[EXERCISE REQUIREMENTS]:
Only the lines from the line holding "Could you point out the black" to the last line should be output, each exactly as given.

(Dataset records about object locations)
────────────────────

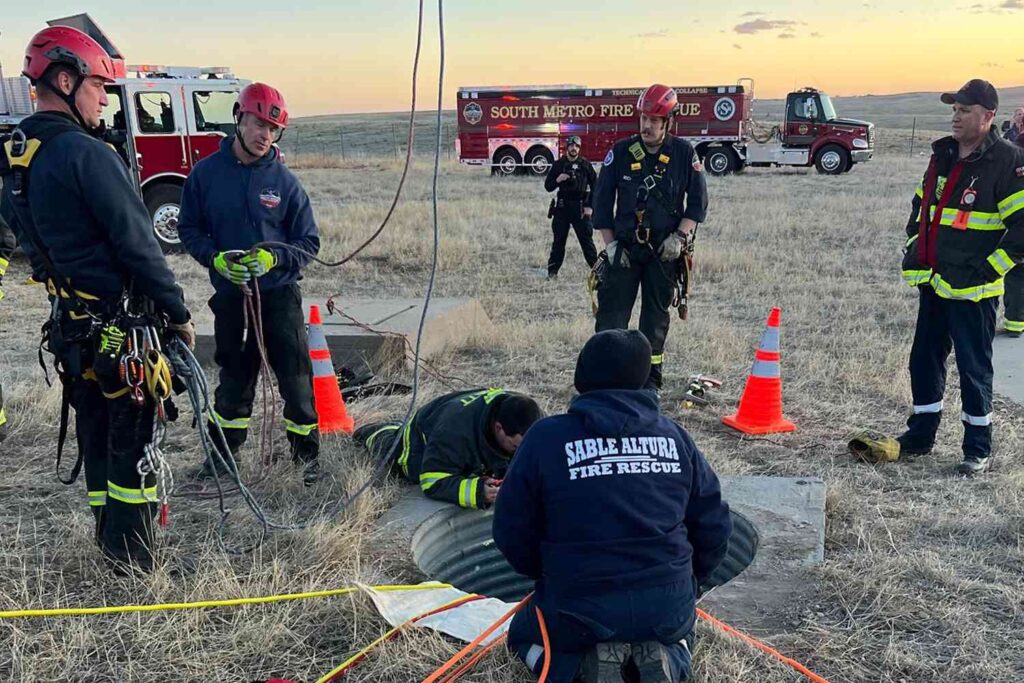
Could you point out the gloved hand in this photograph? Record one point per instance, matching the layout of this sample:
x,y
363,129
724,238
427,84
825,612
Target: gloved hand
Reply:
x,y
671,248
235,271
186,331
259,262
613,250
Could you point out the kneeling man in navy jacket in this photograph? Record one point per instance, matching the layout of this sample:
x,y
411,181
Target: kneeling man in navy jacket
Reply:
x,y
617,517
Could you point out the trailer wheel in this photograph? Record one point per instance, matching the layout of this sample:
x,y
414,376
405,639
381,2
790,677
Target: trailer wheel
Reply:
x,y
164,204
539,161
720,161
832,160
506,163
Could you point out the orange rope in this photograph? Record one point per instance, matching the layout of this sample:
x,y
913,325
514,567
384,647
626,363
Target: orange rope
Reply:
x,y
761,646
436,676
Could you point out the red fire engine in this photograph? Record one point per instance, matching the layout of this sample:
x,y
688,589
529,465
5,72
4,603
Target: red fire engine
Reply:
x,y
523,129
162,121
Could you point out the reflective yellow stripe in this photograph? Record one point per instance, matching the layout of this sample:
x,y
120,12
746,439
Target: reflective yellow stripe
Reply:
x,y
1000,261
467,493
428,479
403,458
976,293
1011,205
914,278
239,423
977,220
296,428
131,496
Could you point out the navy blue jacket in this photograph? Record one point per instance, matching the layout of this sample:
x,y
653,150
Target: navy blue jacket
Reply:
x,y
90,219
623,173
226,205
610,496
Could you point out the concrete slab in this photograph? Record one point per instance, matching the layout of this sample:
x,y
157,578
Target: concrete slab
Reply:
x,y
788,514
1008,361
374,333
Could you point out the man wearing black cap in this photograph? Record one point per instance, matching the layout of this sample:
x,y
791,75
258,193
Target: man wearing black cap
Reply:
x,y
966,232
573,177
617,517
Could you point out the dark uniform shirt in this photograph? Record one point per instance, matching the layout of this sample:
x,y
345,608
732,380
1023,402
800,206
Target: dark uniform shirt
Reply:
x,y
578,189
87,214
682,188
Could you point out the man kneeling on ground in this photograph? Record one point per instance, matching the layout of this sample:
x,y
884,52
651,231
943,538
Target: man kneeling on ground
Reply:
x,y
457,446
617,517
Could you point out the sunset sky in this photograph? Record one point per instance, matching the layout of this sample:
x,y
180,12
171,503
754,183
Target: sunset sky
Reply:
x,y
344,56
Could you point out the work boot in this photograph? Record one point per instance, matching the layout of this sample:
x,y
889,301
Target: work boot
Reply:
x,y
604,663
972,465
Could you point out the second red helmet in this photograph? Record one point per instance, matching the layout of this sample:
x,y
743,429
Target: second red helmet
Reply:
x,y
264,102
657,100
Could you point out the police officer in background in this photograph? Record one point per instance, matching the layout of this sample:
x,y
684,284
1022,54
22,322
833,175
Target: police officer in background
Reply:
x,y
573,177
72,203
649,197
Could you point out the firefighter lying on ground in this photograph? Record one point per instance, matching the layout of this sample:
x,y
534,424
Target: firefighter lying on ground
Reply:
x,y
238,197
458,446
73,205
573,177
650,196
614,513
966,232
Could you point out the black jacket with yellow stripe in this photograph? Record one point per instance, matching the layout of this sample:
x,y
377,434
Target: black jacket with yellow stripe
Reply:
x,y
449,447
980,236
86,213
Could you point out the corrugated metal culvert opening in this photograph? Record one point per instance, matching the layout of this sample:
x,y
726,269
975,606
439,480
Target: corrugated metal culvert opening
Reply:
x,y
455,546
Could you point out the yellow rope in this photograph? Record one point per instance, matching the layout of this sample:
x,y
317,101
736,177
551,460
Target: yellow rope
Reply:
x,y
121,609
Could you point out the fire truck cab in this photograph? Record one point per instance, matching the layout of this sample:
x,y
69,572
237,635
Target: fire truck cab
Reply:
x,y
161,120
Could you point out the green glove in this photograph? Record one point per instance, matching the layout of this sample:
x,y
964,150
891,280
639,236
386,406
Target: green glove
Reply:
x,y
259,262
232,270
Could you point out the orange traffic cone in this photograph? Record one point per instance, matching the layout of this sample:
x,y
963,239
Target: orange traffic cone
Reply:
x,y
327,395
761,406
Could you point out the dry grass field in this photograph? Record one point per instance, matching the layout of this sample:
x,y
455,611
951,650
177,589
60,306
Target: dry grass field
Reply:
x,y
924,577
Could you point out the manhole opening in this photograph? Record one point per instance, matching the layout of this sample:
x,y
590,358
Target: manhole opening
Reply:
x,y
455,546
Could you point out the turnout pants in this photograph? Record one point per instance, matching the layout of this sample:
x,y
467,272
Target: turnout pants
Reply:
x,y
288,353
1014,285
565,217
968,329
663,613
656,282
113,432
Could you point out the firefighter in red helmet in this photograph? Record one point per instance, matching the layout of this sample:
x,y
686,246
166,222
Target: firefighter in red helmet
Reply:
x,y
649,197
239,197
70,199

────────────────────

[TASK OUTPUT]:
Could you point out the black jacket with yellow stripe in this photograph? Record one point per instance, matching the layout of this sample:
x,y
377,434
Target: black jacket with yellow stripe
Reply:
x,y
449,447
980,236
86,213
Could you point out the corrugated metal culvert opening in this photograph? Record one point per instance, matching the layout of this sample:
x,y
726,269
975,606
439,480
Target: corrugated metal culvert opening
Reply:
x,y
455,546
Could you point out the yellow rope in this photograph? Record one point per instance, matching the layout of this sample:
x,y
317,101
736,177
551,460
Target: yellow rope
Reply:
x,y
121,609
Could you point out the fire truck cab in this photograph? Record one point per instance, matching the layout of this sample:
x,y
69,572
237,635
Target: fire truck cab
Reply:
x,y
161,120
Could you point out the green glove in this photograph? Record one point per instance, matching the layout of this sample:
x,y
964,150
891,280
639,236
386,406
Target: green glove
Reply:
x,y
259,262
232,270
Could you point out the orange traffic cone in this photograph? Record one point per instance, matching the layout of this sample:
x,y
963,239
Target: orange traffic cone
Reply:
x,y
327,395
761,406
Could you point out the dry grass field in this photograph? Record one point per instance, matching the layout of this sample:
x,y
455,611
951,650
177,589
60,306
Target: dry grass field
Reply:
x,y
924,577
Could you point out the manhole opening in this photograph? Record one point per instance, matching the layout of this sample:
x,y
590,358
Target: manhole opening
Reply:
x,y
455,546
Could you point out the turnout pants in this photograph? Record one point per instance, matching the layout of this sample:
x,y
467,272
Target: turnout pants
Reply:
x,y
288,353
1014,285
565,217
968,329
663,613
656,282
113,432
Could you point out the firefighter in red helmet in this photograph? Record one point per instance, matching the layout of this sample:
x,y
686,246
166,222
Target: firefighter in red helmet
Reply:
x,y
649,197
239,197
70,199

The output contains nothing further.